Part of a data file
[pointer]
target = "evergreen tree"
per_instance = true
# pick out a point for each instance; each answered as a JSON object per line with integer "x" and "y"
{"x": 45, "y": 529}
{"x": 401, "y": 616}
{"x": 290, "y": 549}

*WHAT TO WORK ON*: Write out the records above line for line, changing nothing.

*RESPONSE BELOW*:
[pointer]
target = "evergreen tree"
per_instance = true
# pick out a point for each instance; each answered as a JSON object per line with integer "x" and "y"
{"x": 45, "y": 529}
{"x": 401, "y": 616}
{"x": 290, "y": 549}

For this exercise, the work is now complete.